**EXCERPTED PASSAGE:**
You should continue testing your code frequently from this point forward to make sure everything is working correctly at each step. Otherwise, if you reach the end and realize there are errors, it can be very difficult to determine the causes of those errors in such a large program!

Part II: Saving and retrieving a text model

Creating a text model can require a lot of computational power and time. Therefore, once we have created a model, we want to be able to save it for later use. The easiest way to do this is to write each of the feature dictionaries to a different file so that we can read them back in at a later time. In this part of the project, you will add methods to your TextModel class that allow you to save and retrieve a text model in this way.

To get you started, here is a function that defines a small dictionary and saves it to a file:

def sample_file_write(filename):
"""A function that demonstrates how to write a
Python dictionary to an easily-readable file.
"""
d = {'test': 1, 'foo': 42} # Create a sample dictionary.
f = open(filename, 'w') # Open file for writing.
f.write(str(d)) # Writes the dictionary to the file.
f.close() # Close the file.

Notice that the file is opened for writing by using a second parameter of 'w' in the open function call. In addition, we write to the file by using the file handles write method on a string representation of the dictionary..

Below is a function that reads in a string representing a dictionary from a file, and converts this string (which is a string that looks like a dictionary) to an actual dictionary object. The conversion is performed using a combination of two built-in functions: dict, the constructor for dictionary objects; and eval, which evaluates a string as if it were an expression.

def sample_file_read(filename):
"""A function that demonstrates how to read a
Python dictionary from a file.
"""
f = open(filename, 'r') # Open for reading.
d_str = f.read() # Read in a string that represents a dict.
f.close()

d = dict(eval(d_str)) # Convert the string to a dictionary.

print("Inside the newly-read dictionary, d, we have:")
print(d)

Try saving these functions in a Python file (or even in finalproject.py), and then use the following calls from the Python Shell:

>>> filename = 'testfile.txt'
>>> sample_file_write(filename)
>>> sample_file_read(filename)
Inside the newly-read dictionary, d, we have:
{'test': 1, 'foo': 42}

There should also now be a file named testfile.txt in your current working directory that contains this dictionary.

Now that you know how to write dictionaries to files and read dictionaries from files, add the following two methods to the TextModel class:

Write a method save_model(self) that saves the TextModel object self by writing its various feature dictionaries to files. There will be one file written for each feature dictionary. For now, you just need to handle the words and word_lengths dictionaries.

**SET EXERCISE 1:** According to the excerpted passage, which two built-in functions are combined to turn the string read from the file back into a dictionary?
**SET EXERCISE 2:** Summarize the excerpted passage in two sentences.

**DATASET EXTRACT:**
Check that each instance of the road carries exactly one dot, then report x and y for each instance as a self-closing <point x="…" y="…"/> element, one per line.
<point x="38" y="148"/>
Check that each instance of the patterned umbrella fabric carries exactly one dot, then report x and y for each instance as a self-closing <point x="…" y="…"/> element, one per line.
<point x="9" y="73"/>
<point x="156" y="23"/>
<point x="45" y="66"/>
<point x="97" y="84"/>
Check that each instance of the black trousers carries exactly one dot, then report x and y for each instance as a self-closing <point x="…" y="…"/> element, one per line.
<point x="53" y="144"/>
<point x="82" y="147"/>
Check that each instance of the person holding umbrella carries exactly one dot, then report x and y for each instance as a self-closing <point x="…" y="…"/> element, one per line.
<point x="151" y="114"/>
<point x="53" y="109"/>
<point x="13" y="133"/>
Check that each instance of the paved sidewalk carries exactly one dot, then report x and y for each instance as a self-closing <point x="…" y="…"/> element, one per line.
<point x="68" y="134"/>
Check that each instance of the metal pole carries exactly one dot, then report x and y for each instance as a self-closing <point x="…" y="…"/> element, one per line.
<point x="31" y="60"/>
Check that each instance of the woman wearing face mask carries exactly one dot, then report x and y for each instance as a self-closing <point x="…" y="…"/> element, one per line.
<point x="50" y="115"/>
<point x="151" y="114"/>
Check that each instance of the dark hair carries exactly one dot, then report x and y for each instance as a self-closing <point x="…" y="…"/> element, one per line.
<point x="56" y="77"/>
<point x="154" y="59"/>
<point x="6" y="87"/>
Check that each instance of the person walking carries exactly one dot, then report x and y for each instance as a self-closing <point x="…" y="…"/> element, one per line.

* * *

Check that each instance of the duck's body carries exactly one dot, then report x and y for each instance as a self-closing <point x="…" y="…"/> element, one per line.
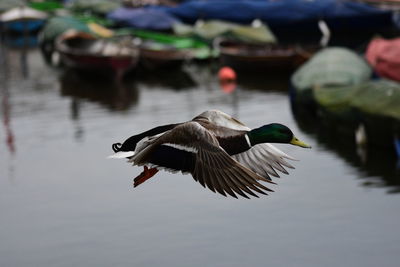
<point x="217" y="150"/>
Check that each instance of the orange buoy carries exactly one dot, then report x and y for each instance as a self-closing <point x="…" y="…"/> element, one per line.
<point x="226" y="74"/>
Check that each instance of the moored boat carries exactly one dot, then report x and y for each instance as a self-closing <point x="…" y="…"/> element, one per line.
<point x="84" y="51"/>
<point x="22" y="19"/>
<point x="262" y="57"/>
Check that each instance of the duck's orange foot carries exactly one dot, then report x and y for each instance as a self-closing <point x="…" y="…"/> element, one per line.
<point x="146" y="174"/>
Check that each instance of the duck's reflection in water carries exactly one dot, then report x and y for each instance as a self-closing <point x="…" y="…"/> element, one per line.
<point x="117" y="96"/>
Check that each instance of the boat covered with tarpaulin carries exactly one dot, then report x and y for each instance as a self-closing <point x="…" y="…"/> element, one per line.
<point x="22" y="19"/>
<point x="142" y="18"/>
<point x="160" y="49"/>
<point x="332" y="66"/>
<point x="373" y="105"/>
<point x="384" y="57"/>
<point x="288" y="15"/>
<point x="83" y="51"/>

==

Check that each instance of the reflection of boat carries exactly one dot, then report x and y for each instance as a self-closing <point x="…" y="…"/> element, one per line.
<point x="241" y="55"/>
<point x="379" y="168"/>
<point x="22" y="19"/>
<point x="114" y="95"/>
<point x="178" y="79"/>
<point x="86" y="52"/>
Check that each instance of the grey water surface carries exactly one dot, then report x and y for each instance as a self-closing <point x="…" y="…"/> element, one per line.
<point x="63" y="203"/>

**EXERCISE OUTPUT 1:** dict and eval

**EXERCISE OUTPUT 2:** Because creating a text model can take a lot of computational power and time, the model should be saved by writing each of its feature dictionaries to a separate file that can be read back later. Sample functions show how to write a dictionary to a file as a string and convert it back with eval and dict, and the first method to add is save_model, which for now must handle the words and word_lengths dictionaries.